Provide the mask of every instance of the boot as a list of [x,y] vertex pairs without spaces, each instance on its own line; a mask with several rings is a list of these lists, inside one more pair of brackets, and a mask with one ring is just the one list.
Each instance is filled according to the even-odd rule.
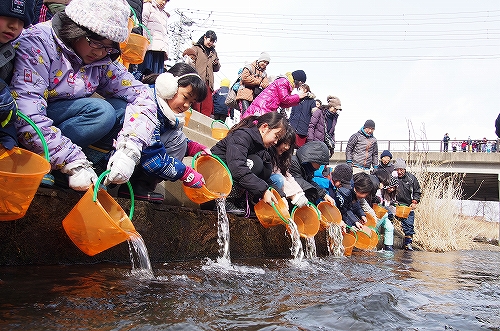
[[413,250],[413,247],[411,247],[412,241],[413,241],[412,236],[405,236],[405,241],[403,244],[403,248],[405,251],[412,251]]

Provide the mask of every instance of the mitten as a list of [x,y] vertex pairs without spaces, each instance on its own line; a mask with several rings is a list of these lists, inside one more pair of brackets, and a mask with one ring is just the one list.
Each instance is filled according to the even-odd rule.
[[305,205],[307,205],[308,202],[309,200],[307,200],[304,192],[295,194],[295,196],[292,199],[292,203],[299,208],[304,207]]
[[97,182],[97,174],[87,159],[70,162],[61,169],[61,172],[69,175],[69,187],[75,191],[86,191],[92,183]]
[[186,171],[184,171],[184,175],[182,175],[180,179],[187,187],[200,188],[205,184],[205,179],[203,179],[202,174],[188,166],[186,166]]
[[122,141],[116,146],[115,153],[108,161],[108,174],[105,185],[109,183],[124,184],[128,182],[134,172],[135,165],[139,163],[141,150],[130,140]]
[[186,151],[187,156],[195,156],[196,153],[198,152],[205,152],[206,154],[211,155],[212,152],[210,151],[210,148],[207,146],[204,146],[196,141],[188,140],[188,147]]

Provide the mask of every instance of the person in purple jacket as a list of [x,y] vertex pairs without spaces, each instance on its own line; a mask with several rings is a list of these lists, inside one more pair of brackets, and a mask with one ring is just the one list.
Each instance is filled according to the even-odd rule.
[[[300,100],[308,95],[305,90],[300,89],[306,78],[303,70],[295,70],[284,77],[276,78],[252,101],[241,118],[264,115],[276,111],[278,107],[288,108],[298,105]],[[294,88],[298,89],[298,94],[292,94]]]
[[[147,86],[116,61],[129,15],[125,0],[72,0],[15,45],[12,94],[43,133],[52,169],[74,190],[96,181],[91,161],[104,164],[101,170],[107,163],[106,184],[127,182],[157,125]],[[16,128],[19,142],[41,154],[33,128],[21,119]]]

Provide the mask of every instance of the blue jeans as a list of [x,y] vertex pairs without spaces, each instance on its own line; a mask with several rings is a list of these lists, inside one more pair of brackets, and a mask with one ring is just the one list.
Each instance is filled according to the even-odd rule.
[[412,210],[407,218],[401,220],[401,227],[403,228],[405,236],[412,236],[415,234],[415,230],[413,228],[414,222],[415,222],[415,212]]
[[110,150],[123,127],[126,107],[122,99],[58,100],[47,105],[47,116],[74,144],[84,148],[98,143]]

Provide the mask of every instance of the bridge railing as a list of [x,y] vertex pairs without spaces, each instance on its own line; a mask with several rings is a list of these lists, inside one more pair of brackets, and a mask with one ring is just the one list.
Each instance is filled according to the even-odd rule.
[[[463,140],[450,140],[448,142],[448,152],[498,152],[500,148],[497,140],[478,141],[475,143],[462,145]],[[377,140],[378,150],[381,153],[384,149],[391,152],[444,152],[444,143],[441,140]],[[347,141],[336,141],[335,151],[345,152]],[[465,148],[465,150],[464,150]]]

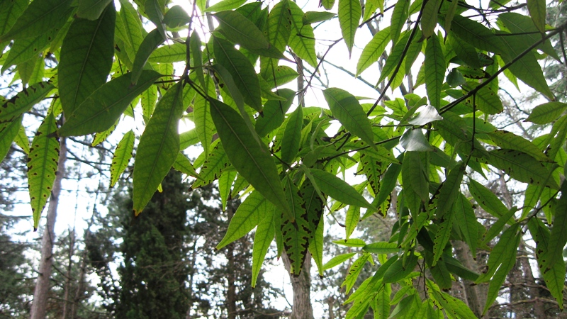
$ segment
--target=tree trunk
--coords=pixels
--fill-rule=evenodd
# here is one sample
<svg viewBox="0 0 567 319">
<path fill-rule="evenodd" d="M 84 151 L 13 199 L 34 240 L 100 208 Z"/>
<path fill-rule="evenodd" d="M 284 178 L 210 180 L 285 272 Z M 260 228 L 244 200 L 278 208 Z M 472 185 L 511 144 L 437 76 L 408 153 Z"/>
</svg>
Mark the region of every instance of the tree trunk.
<svg viewBox="0 0 567 319">
<path fill-rule="evenodd" d="M 468 246 L 460 240 L 455 240 L 453 242 L 455 247 L 455 254 L 457 259 L 463 266 L 471 269 L 474 272 L 477 271 L 476 262 L 473 259 L 471 251 Z M 479 293 L 478 286 L 474 285 L 473 281 L 461 279 L 463 283 L 463 291 L 464 291 L 465 299 L 468 308 L 473 310 L 473 313 L 477 317 L 481 318 L 483 313 L 483 305 L 484 305 L 484 298 L 481 297 Z"/>
<path fill-rule="evenodd" d="M 67 145 L 65 139 L 61 138 L 60 146 L 59 162 L 57 172 L 51 196 L 49 198 L 47 208 L 47 222 L 41 239 L 41 259 L 40 259 L 39 274 L 35 289 L 33 291 L 33 301 L 31 304 L 30 319 L 43 319 L 47 306 L 47 294 L 49 293 L 51 267 L 53 264 L 52 250 L 53 242 L 55 240 L 55 220 L 57 216 L 57 203 L 61 193 L 61 181 L 65 172 L 65 160 L 67 160 Z"/>
<path fill-rule="evenodd" d="M 291 281 L 291 287 L 293 289 L 293 306 L 291 307 L 290 319 L 313 319 L 313 308 L 311 306 L 311 254 L 307 252 L 305 261 L 301 273 L 295 276 L 290 272 L 291 264 L 289 257 L 285 252 L 281 254 L 284 265 L 286 267 L 289 279 Z"/>
</svg>

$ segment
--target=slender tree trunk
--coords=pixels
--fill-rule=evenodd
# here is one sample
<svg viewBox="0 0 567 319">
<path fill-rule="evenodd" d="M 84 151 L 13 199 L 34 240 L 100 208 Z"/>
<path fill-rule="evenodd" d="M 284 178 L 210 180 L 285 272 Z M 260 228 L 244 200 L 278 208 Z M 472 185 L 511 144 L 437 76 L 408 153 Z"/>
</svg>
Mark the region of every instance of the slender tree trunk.
<svg viewBox="0 0 567 319">
<path fill-rule="evenodd" d="M 71 308 L 71 300 L 69 300 L 71 296 L 71 289 L 72 288 L 72 282 L 73 281 L 71 280 L 71 271 L 73 269 L 73 255 L 74 254 L 75 250 L 75 230 L 73 230 L 73 232 L 69 232 L 69 254 L 67 256 L 67 275 L 65 276 L 65 294 L 64 297 L 63 302 L 64 305 L 63 306 L 63 318 L 67 319 L 68 318 L 72 318 L 72 316 L 69 315 L 70 309 Z"/>
<path fill-rule="evenodd" d="M 285 252 L 282 254 L 284 265 L 286 267 L 291 287 L 293 289 L 293 306 L 291 307 L 290 319 L 313 319 L 313 308 L 311 306 L 311 254 L 307 252 L 305 261 L 301 273 L 295 276 L 290 272 L 291 264 Z"/>
<path fill-rule="evenodd" d="M 41 239 L 41 259 L 40 259 L 39 274 L 35 289 L 33 291 L 33 301 L 31 304 L 30 319 L 43 319 L 47 306 L 47 294 L 49 293 L 49 281 L 51 278 L 51 267 L 53 265 L 52 250 L 53 242 L 55 240 L 55 220 L 57 215 L 57 203 L 61 194 L 61 181 L 65 172 L 65 160 L 67 160 L 67 145 L 65 139 L 61 138 L 60 146 L 59 162 L 57 172 L 51 196 L 49 198 L 47 208 L 47 222 L 43 236 Z"/>
</svg>

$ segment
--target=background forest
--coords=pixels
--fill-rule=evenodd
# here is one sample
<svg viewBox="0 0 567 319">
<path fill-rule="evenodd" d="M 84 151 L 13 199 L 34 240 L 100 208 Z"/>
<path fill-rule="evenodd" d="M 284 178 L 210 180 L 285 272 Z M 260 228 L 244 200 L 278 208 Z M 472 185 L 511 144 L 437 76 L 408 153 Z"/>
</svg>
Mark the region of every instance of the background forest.
<svg viewBox="0 0 567 319">
<path fill-rule="evenodd" d="M 567 318 L 564 7 L 0 0 L 0 317 Z"/>
</svg>

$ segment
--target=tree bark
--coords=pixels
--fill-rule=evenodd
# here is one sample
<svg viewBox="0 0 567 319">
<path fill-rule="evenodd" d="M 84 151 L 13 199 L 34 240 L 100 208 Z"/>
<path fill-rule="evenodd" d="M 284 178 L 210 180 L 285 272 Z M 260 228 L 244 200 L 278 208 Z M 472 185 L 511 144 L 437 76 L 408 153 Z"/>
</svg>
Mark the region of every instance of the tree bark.
<svg viewBox="0 0 567 319">
<path fill-rule="evenodd" d="M 305 261 L 301 273 L 295 276 L 290 272 L 291 264 L 285 252 L 281 254 L 284 265 L 289 274 L 291 287 L 293 289 L 293 305 L 291 307 L 290 319 L 313 319 L 313 308 L 311 306 L 311 254 L 307 252 Z"/>
<path fill-rule="evenodd" d="M 53 242 L 55 240 L 55 220 L 57 216 L 57 204 L 59 196 L 61 194 L 61 181 L 65 172 L 65 160 L 67 160 L 67 145 L 65 139 L 61 138 L 57 162 L 57 172 L 51 196 L 49 198 L 49 208 L 47 208 L 47 222 L 45 230 L 41 239 L 41 259 L 40 259 L 39 274 L 35 289 L 33 291 L 33 301 L 31 305 L 30 319 L 43 319 L 45 318 L 45 311 L 47 306 L 47 295 L 50 289 L 50 279 L 51 278 L 51 268 L 53 265 Z"/>
</svg>

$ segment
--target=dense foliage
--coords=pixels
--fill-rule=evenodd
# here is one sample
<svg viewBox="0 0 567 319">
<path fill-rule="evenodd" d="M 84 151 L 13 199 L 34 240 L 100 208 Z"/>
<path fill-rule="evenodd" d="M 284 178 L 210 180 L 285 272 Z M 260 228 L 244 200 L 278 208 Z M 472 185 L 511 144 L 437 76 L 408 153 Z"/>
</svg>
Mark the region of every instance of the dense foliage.
<svg viewBox="0 0 567 319">
<path fill-rule="evenodd" d="M 558 35 L 564 51 L 567 25 L 546 24 L 544 1 L 484 8 L 454 0 L 388 7 L 322 0 L 308 12 L 289 0 L 208 8 L 196 0 L 187 11 L 167 0 L 28 2 L 0 3 L 6 47 L 0 64 L 21 83 L 0 101 L 0 154 L 12 141 L 28 152 L 35 228 L 55 178 L 58 138 L 94 135 L 96 145 L 118 128 L 128 133 L 116 145 L 110 175 L 116 183 L 135 148 L 135 215 L 145 213 L 172 167 L 194 177 L 193 189 L 218 181 L 223 208 L 246 195 L 218 248 L 256 228 L 252 286 L 275 240 L 294 274 L 308 251 L 321 274 L 356 258 L 343 284 L 347 293 L 377 257 L 380 267 L 347 300 L 347 318 L 369 308 L 388 318 L 396 304 L 397 315 L 471 318 L 489 310 L 529 234 L 545 286 L 563 308 L 567 104 L 555 95 L 563 91 L 550 89 L 539 60 L 566 62 L 550 39 Z M 377 23 L 384 16 L 386 28 Z M 314 31 L 335 25 L 342 35 L 336 40 Z M 378 63 L 374 95 L 325 87 L 325 57 L 338 44 L 351 54 L 365 26 L 373 37 L 352 73 L 358 77 Z M 293 80 L 296 91 L 285 85 Z M 510 111 L 498 94 L 505 81 L 547 100 L 525 119 L 547 130 L 498 128 L 497 115 Z M 403 96 L 386 96 L 398 89 Z M 306 106 L 311 94 L 320 105 Z M 23 121 L 46 99 L 51 107 L 28 147 Z M 125 127 L 130 117 L 145 123 L 139 138 Z M 179 134 L 182 119 L 194 128 Z M 180 152 L 198 144 L 194 161 Z M 352 185 L 353 172 L 364 176 L 360 184 Z M 522 189 L 522 201 L 482 183 L 499 179 Z M 347 206 L 346 236 L 337 242 L 357 248 L 323 264 L 322 215 Z M 480 208 L 495 220 L 488 230 L 477 219 Z M 388 212 L 397 217 L 386 240 L 350 238 L 359 219 Z M 460 245 L 475 257 L 490 252 L 482 274 L 456 258 Z M 482 309 L 446 292 L 457 278 L 489 282 Z"/>
</svg>

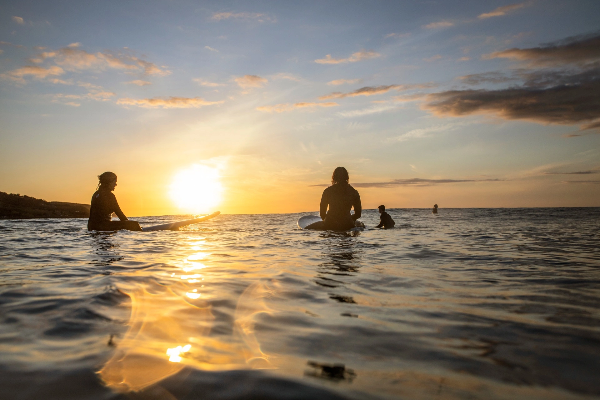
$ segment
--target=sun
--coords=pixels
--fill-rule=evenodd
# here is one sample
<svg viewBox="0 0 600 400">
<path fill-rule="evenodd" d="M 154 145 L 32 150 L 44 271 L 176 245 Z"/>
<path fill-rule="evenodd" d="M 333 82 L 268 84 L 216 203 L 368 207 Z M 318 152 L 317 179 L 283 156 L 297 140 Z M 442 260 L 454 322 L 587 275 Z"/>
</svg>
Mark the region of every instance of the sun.
<svg viewBox="0 0 600 400">
<path fill-rule="evenodd" d="M 214 211 L 222 192 L 217 169 L 194 164 L 175 175 L 169 194 L 180 208 L 197 214 Z"/>
</svg>

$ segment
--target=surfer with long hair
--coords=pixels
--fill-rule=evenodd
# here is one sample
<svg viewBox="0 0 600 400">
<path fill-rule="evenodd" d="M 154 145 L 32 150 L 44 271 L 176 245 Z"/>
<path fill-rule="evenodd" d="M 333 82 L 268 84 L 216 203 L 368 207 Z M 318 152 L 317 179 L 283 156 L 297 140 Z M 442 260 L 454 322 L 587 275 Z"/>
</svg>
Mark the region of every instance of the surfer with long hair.
<svg viewBox="0 0 600 400">
<path fill-rule="evenodd" d="M 92 196 L 89 207 L 88 230 L 112 231 L 119 229 L 141 231 L 137 221 L 130 221 L 119 207 L 116 197 L 112 193 L 116 186 L 116 175 L 112 172 L 105 172 L 98 176 L 98 187 Z M 121 221 L 112 221 L 112 213 L 116 214 Z"/>
<path fill-rule="evenodd" d="M 331 186 L 323 191 L 319 213 L 323 219 L 323 228 L 328 230 L 347 230 L 357 226 L 364 227 L 356 221 L 361 218 L 362 206 L 358 191 L 350 185 L 348 172 L 338 167 L 331 175 Z M 329 206 L 329 210 L 327 207 Z M 354 213 L 350 210 L 354 207 Z"/>
</svg>

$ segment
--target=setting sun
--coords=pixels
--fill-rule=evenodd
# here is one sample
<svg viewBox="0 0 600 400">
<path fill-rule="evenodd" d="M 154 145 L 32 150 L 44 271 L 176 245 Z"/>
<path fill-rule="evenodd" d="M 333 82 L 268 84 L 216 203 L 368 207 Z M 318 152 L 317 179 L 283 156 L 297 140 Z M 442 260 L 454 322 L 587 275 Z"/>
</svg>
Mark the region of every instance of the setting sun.
<svg viewBox="0 0 600 400">
<path fill-rule="evenodd" d="M 211 210 L 221 201 L 222 191 L 216 169 L 194 164 L 177 173 L 170 194 L 180 208 L 197 213 Z"/>
</svg>

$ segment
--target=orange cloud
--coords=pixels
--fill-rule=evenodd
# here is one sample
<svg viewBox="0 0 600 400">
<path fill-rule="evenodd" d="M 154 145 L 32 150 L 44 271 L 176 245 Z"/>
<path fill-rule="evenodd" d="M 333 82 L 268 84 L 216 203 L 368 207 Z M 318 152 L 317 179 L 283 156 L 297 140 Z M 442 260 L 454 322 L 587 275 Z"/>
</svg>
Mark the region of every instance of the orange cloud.
<svg viewBox="0 0 600 400">
<path fill-rule="evenodd" d="M 256 107 L 256 109 L 259 111 L 263 111 L 267 113 L 272 113 L 273 112 L 276 113 L 283 113 L 286 111 L 292 111 L 292 110 L 295 110 L 296 109 L 314 109 L 317 107 L 335 107 L 339 105 L 340 104 L 333 101 L 329 101 L 328 103 L 301 102 L 296 103 L 293 104 L 285 103 L 281 104 L 275 104 L 275 106 L 263 106 L 262 107 Z"/>
<path fill-rule="evenodd" d="M 314 62 L 319 64 L 339 64 L 346 62 L 356 62 L 370 58 L 376 58 L 381 56 L 379 53 L 376 53 L 372 50 L 361 50 L 359 52 L 353 53 L 352 55 L 347 58 L 332 58 L 331 54 L 328 54 L 325 58 L 315 60 Z"/>
<path fill-rule="evenodd" d="M 0 74 L 0 77 L 19 83 L 25 83 L 25 80 L 23 79 L 25 76 L 31 76 L 36 79 L 43 79 L 50 76 L 62 75 L 64 73 L 64 70 L 56 65 L 47 68 L 37 65 L 27 65 L 10 71 L 5 74 Z"/>
<path fill-rule="evenodd" d="M 137 106 L 146 109 L 190 109 L 199 108 L 203 106 L 220 104 L 220 101 L 208 101 L 200 97 L 154 97 L 152 98 L 133 99 L 124 98 L 119 99 L 116 104 L 121 106 Z"/>
<path fill-rule="evenodd" d="M 244 75 L 240 76 L 233 80 L 239 85 L 242 89 L 248 88 L 262 88 L 268 81 L 265 78 L 262 78 L 258 75 Z"/>
<path fill-rule="evenodd" d="M 522 8 L 526 5 L 527 4 L 526 3 L 520 3 L 518 4 L 503 5 L 502 7 L 498 7 L 497 8 L 494 10 L 494 11 L 489 13 L 484 13 L 483 14 L 480 14 L 478 18 L 479 19 L 484 19 L 485 18 L 490 18 L 491 17 L 502 17 L 502 16 L 505 16 L 507 13 L 514 11 L 515 10 Z"/>
</svg>

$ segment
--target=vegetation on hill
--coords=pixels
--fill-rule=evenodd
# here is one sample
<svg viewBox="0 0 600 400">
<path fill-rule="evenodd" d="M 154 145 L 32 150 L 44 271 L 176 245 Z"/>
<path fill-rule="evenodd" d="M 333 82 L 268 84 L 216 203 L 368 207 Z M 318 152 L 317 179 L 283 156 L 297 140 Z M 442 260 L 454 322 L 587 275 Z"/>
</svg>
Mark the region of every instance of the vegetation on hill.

**Task prompt**
Show each line of the items above that contains the string "cloud". Case counts.

**Answer to this problem**
--target=orange cloud
Mark the region of every instance of the orange cloud.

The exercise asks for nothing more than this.